- Text shown
▬▬▬▬▬▬
Skip to main content

A package to scrape professional and college swimming data.

Project description

SwimScraper

Installation

  • You can install SwimScraper using pip: pip install SwimScraper
  • An example of one way to use the scraping functions:
from SwimScraper import SwimScraper as ss

#gets Pitt men roster for 2020
pitt_M_roster_2020 = ss.getRoster(team = 'University of Pittsburgh', team_ID = 405, gender = 'M', year = 2020)

#gets list of all meets that Pitt participated in for 2020
pitt_meetlist_2020 = ss.getTeamMeetList(team_name = 'University of Pittsburgh', team_ID = 405, year = 2020)

Scraping Functions

Getting Team Data

  • getCollegeTeams(team_names, conference_names, division_names) -> returns list of teams where each team has a team_name, team_ID, team_state, team_division, team_division_ID, team_conference, team_conference_ID
    • Select one of the three inputs:
    • team_names - team_list = ss.getCollegeTeams(team_names = ['University of Pittsburgh', 'University of Louisville'])
    • conference_names - ACC_teams = ss.getCollegeTeams(conference_names = ['ACC'])
    • division_names - d1_teams = ss.getCollegeTeams(division_names = ['Division 1'])
  • getTeamRankingsList(gender, season_ID, year) -> returns list of top 50 countries where each team has a team_name, team_ID, and swimcloud_points (score given by swimcloud.com based on team's fastest times)
    • Select a gender and either a season_ID (e.g., 19 for the 2015-16 season, 24 for the 2020-21 season) or year
    • season_ID - male_rankings_2015 = ss.getTeamRankingsList('M', season_ID = 19)
    • year - female_rankings_2019 = ss.getTeamRankingsList('F', year = 2019)

Getting Roster Data

  • getRoster(team, gender, team_ID, season_ID, year, pro) -> returns list of swimmers where each swimmer has a swimmer_name, swimmer_ID, team_name, team_ID, grade, hometown_state, hometown_city, HS_power_index (a score given to high school students for recruiting - scale is from 1.00 (best) to 100.00)
    • Select a gender, a team name or team_ID, a season_ID or year, and set pro = True for non-College teams
    • team - pitt_F_roster_2020 = ss.getRoster(team = 'University of Pittsburgh', gender = 'F', year = 2020)
    • team_ID - boston_college_M_roster_2018 = ss.getRoster(team = '', team_ID = 228, gender = 'M', season_ID = 22)
▬▬▬▬▬▬
- Source material
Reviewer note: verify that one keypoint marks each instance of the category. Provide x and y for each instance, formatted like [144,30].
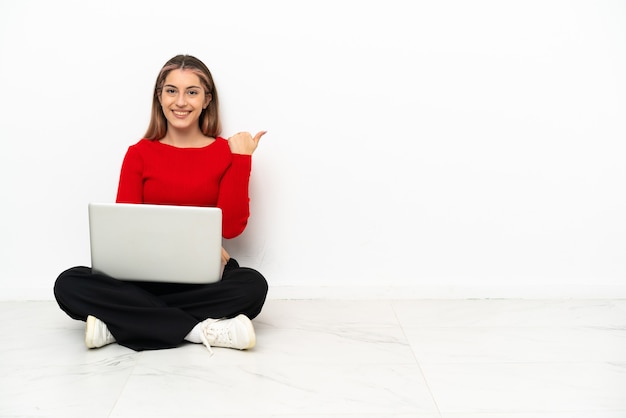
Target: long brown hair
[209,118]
▬▬▬▬▬▬
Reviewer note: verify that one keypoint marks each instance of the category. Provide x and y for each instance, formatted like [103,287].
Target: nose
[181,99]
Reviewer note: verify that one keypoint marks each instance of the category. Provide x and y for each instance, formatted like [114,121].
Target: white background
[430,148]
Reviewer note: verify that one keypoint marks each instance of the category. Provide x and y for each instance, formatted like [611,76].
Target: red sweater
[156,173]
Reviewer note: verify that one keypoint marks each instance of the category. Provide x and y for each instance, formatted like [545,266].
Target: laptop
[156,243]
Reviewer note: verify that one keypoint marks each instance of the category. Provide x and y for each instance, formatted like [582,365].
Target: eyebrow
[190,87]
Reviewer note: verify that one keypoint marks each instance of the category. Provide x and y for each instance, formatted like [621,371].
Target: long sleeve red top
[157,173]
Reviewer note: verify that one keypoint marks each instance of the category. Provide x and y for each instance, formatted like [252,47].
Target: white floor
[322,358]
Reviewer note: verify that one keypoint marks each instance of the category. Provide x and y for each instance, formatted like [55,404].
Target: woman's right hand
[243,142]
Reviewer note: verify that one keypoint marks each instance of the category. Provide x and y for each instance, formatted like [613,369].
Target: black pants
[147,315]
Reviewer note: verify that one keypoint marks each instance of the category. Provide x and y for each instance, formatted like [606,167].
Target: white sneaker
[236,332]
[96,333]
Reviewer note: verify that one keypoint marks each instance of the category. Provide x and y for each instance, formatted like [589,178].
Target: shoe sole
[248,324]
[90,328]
▬▬▬▬▬▬
- Complete the following
- A) How many lines of the records contain the string "Target"? Give only the number.
- B) Can you continue the SwimScraper description from the point where it stops?
The SwimScraper description and the records are separate, unrelated material.

- Results by task
- A) 12

- B)
    • pro - japan_M_roster_2020 = ss.getRoster(team = 'Japan', team_ID = 10008082, gender = 'M', year = 2020, pro = True)
  • getHSRecruitRankings(class_year, gender, state, state_abbreviation, international) -> returns list of the top 200 High School recruits from the specified class where each swimmer has a swimmer_name, swimmer_ID, team_name, team_ID, hometown_state, hometown_city, HS_power_index
    • Select a year, gender, a state or state_abbreviation, and set international = True for international HS students
    • male_recruits_2018 = ss.getHSRecruitRankings(2018, 'M')
    • state - female_recruits_2020_Hawaii = ss.getHSRecruitRankings(2020, 'F', state = 'Hawaii')
    • state_abbreviation - female_recruits_2020_Hawaii = ss.getHSRecruitRankings(2020, 'F', state_abbreviation = 'HI')

Getting Swimmer Data

  • getPowerIndex(swimmer_ID) -> returns a swimmer's HS recruiting power index
    • swimmer_433591_power_index = ss.getPowerIndex(433591)
  • getSwimmerEvents(swimmer_ID) -> returns a list of all events that the specified swimmer has participated in
    • swimmer_362091_event_list = ss.getSwimmerEvents(362091)
  • getSwimmerTimes(swimmer_ID, event_name, event_ID) -> returns a list of all of the swimmer's times in the specified event where each time has a swimmer_ID, pool_type, event, event_ID, time, meet_name, year, date, improvement (improvement from last time)
    • event_name - swimmer_257824_50free_times = ss.getSwimmerTimes(257824, '50 Free')
    • event_ID - swimmer_257824_50free_times = ss.getSwimmerTimes(257824, '', event_ID = 150)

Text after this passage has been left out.